━━ Text excerpt ━━

First, Cleric gets one offense damaging Cantrip, and that's Sacred Flame. Radiant Damage. So you're not going there. Sorcerer has Lightning Lure and Shocking Grasp. So either pull an enemy closer to you, close enough to where they hit you and your low HP having self, or use Shocking Grasp, which requires you to touch the enemy. Again, not ideal, you don't want to be in range to get hit. 

Most people see the Tempest Cleric's ability to maximize damage and fall in love with it. And why not? It can totally trivialize encounters. But it's a dangerous game to play, if you ask me. You need to have the right DM. Some take trivializing an encounter as a personal affront. I'm not saying it's right, but it happens.


----------



## Vulf (Feb 11, 2017)

Dasem said:


> By going Lightning or Thunder, you're going to run into one problem, especially at lower level play: Take a look at the Lightning and Thunder cantrips available.




It would be an extremely great idea to talk to your DM and work out some new Thunder and Lightning cantrips using the Spell Creation rules in the DMG.

Here's one I've been working on for our CoS campaign:

Lightning Flash

Casting Time     1 Action
Range     25 feet
Components     V, S
Duration     Instantaneous

Quick flashes of lightning strike out at one creature within range. The target must succeed on a dexterity save or take 2d4 lightning damage. Blue crackling lightning leaps out at another enemy within 10 feet of the target. The second creature takes damage equal to your spellcasting ability modifier.

━━━
━━ Information shown ━━

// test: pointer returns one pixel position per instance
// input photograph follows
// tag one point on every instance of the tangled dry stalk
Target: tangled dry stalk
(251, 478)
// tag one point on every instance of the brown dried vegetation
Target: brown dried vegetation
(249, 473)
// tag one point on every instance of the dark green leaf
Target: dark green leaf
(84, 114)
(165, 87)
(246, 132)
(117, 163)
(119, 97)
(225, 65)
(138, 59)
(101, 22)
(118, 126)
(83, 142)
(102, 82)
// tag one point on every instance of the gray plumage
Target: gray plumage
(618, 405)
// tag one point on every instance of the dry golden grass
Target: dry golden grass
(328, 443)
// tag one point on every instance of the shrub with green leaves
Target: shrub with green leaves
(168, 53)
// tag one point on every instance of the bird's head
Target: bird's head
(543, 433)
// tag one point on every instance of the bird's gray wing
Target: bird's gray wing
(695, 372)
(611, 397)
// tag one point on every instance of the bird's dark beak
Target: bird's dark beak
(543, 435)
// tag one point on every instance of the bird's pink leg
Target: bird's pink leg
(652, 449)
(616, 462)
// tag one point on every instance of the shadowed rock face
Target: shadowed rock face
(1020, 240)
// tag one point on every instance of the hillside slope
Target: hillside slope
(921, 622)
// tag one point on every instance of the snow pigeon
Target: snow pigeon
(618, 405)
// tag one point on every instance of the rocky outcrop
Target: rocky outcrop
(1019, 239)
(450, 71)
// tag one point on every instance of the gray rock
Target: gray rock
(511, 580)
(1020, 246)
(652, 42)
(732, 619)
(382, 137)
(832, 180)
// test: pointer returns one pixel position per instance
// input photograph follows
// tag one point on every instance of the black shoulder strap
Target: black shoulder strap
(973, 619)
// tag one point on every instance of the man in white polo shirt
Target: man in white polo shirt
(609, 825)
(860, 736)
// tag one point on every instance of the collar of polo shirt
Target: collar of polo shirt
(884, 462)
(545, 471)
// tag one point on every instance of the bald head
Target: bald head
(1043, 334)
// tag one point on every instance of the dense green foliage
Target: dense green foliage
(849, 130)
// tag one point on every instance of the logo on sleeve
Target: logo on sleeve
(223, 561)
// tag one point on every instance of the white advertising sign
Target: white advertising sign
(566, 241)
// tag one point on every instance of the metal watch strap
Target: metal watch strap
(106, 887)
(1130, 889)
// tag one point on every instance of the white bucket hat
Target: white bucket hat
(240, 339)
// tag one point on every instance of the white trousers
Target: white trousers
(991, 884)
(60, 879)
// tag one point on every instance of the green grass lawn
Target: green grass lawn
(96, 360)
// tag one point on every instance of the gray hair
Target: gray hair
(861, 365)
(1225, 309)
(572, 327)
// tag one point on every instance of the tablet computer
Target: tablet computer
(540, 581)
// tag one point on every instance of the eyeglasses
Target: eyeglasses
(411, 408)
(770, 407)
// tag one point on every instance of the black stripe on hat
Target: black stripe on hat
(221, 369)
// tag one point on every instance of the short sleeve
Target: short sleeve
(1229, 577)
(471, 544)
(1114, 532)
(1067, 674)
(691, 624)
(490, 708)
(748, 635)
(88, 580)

━━━

Requests:
• A. Duplicate the part of the Tempest Cleric thread shown above, everything from "## Vulf (Feb" down to "in the DMG.".
• B. Pull out every line of the records above that contains the string "outcrop".

Final answers:
• A.
## Vulf (Feb 11, 2017)

Dasem said:


> By going Lightning or Thunder, you're going to run into one problem, especially at lower level play: Take a look at the Lightning and Thunder cantrips available.




It would be an extremely great idea to talk to your DM and work out some new Thunder and Lightning cantrips using the Spell Creation rules in the DMG.

• B.
// tag one point on every instance of the rocky outcrop
Target: rocky outcrop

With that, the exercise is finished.